- [Tugas Anda]
Tuliskan ulang kata demi kata baris-baris listing di bawah, mulai dari baris yang memuat "job: outline the <item>gray rock face</item>" sampai baris yang memuat "[[[218,161],[215,103],[125,103],[117,245],[219,248]]]", termasuk kedua baris tersebut. Jangan sertakan gambar dalam jawaban.

----------

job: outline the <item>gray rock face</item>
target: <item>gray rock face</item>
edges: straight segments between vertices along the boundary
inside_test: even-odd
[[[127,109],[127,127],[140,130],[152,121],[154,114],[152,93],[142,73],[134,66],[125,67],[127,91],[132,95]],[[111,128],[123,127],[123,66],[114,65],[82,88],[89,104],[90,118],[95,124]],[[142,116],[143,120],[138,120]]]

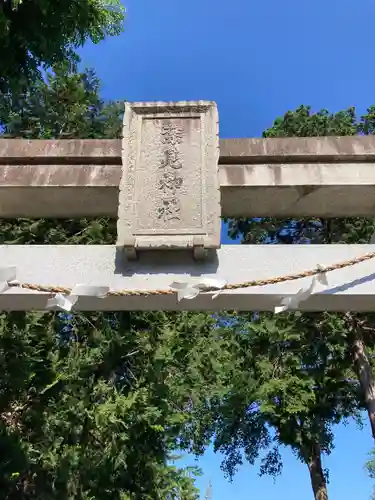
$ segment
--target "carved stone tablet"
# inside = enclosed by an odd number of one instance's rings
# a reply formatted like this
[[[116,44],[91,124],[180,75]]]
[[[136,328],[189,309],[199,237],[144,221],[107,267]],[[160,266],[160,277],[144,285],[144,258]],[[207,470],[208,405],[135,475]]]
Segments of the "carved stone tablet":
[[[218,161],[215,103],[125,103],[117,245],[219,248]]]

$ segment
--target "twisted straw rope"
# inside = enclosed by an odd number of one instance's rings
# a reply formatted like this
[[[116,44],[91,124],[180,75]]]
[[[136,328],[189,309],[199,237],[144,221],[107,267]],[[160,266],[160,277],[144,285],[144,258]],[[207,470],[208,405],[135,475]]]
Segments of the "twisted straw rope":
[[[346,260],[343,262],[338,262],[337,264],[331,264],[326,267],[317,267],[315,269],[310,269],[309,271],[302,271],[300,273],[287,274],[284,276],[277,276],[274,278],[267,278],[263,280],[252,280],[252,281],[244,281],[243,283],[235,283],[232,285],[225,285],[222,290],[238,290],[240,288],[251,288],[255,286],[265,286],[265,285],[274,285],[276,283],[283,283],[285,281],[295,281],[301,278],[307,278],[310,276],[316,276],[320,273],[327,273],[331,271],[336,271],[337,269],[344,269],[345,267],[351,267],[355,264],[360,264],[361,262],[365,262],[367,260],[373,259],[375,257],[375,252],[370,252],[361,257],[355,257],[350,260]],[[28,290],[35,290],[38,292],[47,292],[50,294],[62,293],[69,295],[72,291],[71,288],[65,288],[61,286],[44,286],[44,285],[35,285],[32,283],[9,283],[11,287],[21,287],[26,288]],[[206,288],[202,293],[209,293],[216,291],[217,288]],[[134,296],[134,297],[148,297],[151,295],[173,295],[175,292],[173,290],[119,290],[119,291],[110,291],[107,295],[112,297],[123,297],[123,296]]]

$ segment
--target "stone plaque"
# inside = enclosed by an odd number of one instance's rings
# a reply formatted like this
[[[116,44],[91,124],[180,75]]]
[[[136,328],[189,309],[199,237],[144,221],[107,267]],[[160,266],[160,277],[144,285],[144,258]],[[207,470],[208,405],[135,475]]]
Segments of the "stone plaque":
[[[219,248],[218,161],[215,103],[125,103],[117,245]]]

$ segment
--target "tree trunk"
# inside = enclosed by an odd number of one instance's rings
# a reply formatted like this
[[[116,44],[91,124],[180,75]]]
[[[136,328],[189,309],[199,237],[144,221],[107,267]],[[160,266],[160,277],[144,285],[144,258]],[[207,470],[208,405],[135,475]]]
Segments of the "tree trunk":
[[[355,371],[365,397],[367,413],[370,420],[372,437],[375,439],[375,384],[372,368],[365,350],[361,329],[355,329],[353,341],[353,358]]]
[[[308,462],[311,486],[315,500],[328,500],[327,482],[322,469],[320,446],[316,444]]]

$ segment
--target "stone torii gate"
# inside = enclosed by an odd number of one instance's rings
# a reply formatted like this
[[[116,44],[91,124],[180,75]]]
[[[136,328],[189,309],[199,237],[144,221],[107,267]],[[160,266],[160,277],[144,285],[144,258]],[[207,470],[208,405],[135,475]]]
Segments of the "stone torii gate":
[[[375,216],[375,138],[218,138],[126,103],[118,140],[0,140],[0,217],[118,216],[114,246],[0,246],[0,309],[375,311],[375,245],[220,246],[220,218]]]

----------

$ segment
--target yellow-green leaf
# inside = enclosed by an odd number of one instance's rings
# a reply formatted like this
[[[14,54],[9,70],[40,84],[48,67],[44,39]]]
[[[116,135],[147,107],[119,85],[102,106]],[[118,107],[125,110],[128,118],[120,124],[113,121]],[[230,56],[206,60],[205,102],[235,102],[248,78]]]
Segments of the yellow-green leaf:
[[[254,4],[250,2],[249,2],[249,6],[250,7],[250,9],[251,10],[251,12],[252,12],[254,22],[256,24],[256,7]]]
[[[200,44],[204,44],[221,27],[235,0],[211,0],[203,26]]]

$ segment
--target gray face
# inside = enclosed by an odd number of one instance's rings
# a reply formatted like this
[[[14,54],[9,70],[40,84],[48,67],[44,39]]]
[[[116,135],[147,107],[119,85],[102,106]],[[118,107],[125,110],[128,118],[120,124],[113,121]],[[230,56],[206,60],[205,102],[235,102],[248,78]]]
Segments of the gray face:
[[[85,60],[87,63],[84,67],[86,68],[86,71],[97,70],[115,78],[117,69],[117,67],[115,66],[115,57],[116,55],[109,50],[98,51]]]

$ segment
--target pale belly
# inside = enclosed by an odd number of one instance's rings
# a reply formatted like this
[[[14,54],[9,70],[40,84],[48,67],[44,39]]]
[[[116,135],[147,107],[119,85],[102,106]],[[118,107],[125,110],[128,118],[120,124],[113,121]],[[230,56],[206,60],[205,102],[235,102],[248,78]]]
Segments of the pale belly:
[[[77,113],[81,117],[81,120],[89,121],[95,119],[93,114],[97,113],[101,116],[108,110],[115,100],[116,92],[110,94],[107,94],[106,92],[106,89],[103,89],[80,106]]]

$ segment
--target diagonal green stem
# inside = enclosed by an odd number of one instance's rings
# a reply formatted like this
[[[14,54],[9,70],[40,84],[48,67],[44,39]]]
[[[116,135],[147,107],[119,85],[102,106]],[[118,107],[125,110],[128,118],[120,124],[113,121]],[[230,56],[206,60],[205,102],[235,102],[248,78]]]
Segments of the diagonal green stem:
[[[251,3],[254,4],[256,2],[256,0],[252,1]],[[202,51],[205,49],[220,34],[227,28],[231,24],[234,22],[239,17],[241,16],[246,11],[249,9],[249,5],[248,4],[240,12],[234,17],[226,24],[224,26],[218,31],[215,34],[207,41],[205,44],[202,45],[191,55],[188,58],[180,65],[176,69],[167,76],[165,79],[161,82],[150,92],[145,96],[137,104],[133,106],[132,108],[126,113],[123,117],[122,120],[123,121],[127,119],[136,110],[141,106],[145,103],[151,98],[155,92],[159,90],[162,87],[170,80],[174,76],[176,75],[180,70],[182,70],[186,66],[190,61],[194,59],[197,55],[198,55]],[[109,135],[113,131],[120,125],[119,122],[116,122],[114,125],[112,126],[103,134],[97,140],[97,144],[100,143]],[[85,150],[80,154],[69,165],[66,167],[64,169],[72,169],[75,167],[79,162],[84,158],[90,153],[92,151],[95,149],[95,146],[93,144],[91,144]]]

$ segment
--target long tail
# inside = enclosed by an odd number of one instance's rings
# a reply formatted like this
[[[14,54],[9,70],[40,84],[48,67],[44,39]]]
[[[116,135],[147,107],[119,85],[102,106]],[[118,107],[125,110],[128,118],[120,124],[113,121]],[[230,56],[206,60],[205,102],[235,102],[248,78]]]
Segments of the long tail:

----------

- [Jawaban Tugas]
job: outline the <item>gray rock face</item>
target: <item>gray rock face</item>
edges: straight segments between vertices along the boundary
inside_test: even-odd
[[[127,109],[127,127],[140,130],[152,121],[154,114],[152,93],[142,73],[134,66],[125,67],[127,91],[132,95]],[[111,128],[123,127],[123,66],[114,65],[82,88],[89,104],[90,118],[95,124]],[[142,116],[143,120],[138,120]]]

$ segment
--target "carved stone tablet"
# inside = enclosed by an odd number of one instance's rings
# a reply formatted like this
[[[116,44],[91,124],[180,75]]]
[[[136,328],[189,309],[199,237],[144,221],[107,267]],[[160,266],[160,277],[144,285],[144,258]],[[207,470],[208,405],[135,475]]]
Segments of the "carved stone tablet":
[[[218,161],[215,103],[125,103],[117,245],[219,248]]]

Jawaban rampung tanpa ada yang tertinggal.